Provided material
=====
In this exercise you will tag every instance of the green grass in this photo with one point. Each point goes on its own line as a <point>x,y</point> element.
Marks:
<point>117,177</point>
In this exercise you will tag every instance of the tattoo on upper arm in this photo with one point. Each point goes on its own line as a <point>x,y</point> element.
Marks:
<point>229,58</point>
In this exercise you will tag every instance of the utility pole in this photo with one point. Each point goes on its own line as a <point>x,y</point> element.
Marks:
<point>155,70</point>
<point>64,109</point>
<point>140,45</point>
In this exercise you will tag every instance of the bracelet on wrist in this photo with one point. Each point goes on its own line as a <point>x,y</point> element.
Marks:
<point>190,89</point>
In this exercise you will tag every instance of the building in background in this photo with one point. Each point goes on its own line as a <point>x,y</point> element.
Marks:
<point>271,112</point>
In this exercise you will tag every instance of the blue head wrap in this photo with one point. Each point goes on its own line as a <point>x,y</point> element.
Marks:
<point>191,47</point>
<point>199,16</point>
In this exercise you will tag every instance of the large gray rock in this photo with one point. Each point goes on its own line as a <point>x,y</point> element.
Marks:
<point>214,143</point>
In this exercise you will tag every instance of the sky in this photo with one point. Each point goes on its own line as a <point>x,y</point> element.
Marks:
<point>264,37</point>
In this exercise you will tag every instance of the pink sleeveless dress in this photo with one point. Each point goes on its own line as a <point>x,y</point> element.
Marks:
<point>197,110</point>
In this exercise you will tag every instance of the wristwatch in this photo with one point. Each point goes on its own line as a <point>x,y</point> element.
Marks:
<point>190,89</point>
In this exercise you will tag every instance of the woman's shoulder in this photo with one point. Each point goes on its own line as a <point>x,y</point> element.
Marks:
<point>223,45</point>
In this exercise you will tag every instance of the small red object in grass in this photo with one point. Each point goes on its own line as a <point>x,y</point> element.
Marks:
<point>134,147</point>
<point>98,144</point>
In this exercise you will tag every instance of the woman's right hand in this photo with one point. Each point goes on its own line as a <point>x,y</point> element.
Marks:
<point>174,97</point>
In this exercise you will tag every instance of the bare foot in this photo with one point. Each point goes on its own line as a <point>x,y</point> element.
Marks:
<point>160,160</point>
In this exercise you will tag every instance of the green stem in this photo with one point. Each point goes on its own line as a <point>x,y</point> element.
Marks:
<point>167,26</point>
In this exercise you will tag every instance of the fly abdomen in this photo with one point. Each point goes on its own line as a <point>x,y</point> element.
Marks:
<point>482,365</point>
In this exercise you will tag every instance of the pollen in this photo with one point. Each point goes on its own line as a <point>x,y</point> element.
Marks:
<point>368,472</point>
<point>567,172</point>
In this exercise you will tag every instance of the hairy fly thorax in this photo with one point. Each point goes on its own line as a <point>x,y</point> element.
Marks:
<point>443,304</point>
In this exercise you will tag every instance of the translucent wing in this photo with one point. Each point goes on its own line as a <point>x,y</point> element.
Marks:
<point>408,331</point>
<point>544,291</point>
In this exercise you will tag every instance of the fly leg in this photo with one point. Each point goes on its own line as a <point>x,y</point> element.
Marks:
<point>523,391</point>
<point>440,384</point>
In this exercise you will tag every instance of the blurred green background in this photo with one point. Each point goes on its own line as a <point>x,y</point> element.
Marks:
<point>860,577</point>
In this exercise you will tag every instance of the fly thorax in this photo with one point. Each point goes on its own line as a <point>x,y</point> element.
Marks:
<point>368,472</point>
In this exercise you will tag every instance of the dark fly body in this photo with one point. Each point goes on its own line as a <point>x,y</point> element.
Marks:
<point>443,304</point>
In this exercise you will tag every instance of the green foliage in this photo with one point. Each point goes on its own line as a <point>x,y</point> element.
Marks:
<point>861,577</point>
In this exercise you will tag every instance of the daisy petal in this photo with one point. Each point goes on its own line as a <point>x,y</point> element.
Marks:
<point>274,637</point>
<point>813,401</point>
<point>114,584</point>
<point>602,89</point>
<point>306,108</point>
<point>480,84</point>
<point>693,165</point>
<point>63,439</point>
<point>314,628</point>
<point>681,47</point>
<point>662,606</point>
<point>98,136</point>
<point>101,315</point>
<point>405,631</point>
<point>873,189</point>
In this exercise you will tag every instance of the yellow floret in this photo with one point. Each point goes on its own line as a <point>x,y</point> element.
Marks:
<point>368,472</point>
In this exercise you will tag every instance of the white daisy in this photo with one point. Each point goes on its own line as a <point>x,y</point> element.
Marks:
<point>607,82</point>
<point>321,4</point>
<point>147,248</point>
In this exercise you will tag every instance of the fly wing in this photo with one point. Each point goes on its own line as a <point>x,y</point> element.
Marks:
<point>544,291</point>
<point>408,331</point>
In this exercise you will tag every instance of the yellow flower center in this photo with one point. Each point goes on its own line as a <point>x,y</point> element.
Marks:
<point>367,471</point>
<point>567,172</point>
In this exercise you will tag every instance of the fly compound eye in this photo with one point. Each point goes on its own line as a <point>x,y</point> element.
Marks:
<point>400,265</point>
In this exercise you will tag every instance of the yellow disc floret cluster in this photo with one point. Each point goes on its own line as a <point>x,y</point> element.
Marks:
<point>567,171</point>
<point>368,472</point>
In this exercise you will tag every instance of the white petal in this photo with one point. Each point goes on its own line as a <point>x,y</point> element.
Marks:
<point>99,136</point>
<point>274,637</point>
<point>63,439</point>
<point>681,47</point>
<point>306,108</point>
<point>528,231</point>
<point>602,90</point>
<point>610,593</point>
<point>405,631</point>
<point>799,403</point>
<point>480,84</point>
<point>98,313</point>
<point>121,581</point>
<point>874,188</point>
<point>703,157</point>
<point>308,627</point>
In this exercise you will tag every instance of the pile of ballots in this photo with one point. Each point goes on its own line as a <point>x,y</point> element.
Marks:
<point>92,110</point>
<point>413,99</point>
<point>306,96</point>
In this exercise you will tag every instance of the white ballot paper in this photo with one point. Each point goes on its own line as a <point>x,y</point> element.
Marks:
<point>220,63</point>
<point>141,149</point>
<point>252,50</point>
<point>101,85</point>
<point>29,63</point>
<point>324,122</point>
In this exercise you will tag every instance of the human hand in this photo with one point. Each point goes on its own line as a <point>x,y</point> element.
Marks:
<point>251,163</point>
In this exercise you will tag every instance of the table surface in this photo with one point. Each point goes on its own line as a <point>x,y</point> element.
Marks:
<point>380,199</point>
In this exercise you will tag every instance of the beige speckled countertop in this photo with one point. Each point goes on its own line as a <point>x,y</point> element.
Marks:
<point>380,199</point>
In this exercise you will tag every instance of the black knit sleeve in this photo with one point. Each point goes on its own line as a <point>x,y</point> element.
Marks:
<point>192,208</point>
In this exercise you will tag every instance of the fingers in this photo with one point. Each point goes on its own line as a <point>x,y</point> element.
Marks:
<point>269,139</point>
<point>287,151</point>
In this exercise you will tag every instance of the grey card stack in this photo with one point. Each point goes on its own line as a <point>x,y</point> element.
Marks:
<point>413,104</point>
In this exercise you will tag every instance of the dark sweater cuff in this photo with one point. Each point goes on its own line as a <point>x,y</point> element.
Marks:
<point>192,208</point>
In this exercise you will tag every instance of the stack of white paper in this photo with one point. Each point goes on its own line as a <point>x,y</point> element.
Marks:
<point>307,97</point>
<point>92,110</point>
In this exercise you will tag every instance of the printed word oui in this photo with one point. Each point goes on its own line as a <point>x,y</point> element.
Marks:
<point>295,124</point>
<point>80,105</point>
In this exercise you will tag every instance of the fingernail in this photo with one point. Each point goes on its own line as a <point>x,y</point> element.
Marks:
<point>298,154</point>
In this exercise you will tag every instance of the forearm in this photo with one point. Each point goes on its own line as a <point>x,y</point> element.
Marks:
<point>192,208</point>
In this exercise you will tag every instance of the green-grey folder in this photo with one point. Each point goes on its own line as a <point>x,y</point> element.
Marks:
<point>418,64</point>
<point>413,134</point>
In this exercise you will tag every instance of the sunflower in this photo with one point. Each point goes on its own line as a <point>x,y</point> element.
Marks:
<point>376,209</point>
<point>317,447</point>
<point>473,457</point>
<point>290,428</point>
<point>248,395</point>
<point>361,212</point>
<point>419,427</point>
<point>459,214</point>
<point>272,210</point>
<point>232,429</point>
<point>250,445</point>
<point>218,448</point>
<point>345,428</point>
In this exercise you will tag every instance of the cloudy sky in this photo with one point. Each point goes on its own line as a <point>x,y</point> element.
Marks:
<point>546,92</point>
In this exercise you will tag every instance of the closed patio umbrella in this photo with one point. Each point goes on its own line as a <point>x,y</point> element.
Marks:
=====
The task
Transcribe the line that contains "In this exercise you will tag every instance of the green-grey" exactly, then each line after it through the end of the material. Nothing else belongs in the output.

Task output
In this exercise you will tag every instance of the green-grey folder in this photo with one point. Each point goes on its own line as a <point>x,y</point> element.
Marks:
<point>418,64</point>
<point>413,134</point>
In this exercise you will tag every instance of the sunflower in this photo with one point. Each point goes on its own line as a <point>x,y</point> element.
Marks:
<point>376,209</point>
<point>317,447</point>
<point>473,457</point>
<point>290,428</point>
<point>248,395</point>
<point>361,212</point>
<point>419,427</point>
<point>459,214</point>
<point>272,210</point>
<point>232,429</point>
<point>250,445</point>
<point>218,448</point>
<point>345,428</point>
In this exercise you will tag every instance of the cloudy sky in this photo with one point. Each point goes on its own line as a <point>x,y</point> element.
Marks:
<point>546,92</point>
In this exercise you will tag every instance of the closed patio umbrella in this photo with one point. Each point goes on its own line as a <point>x,y</point> element.
Marks:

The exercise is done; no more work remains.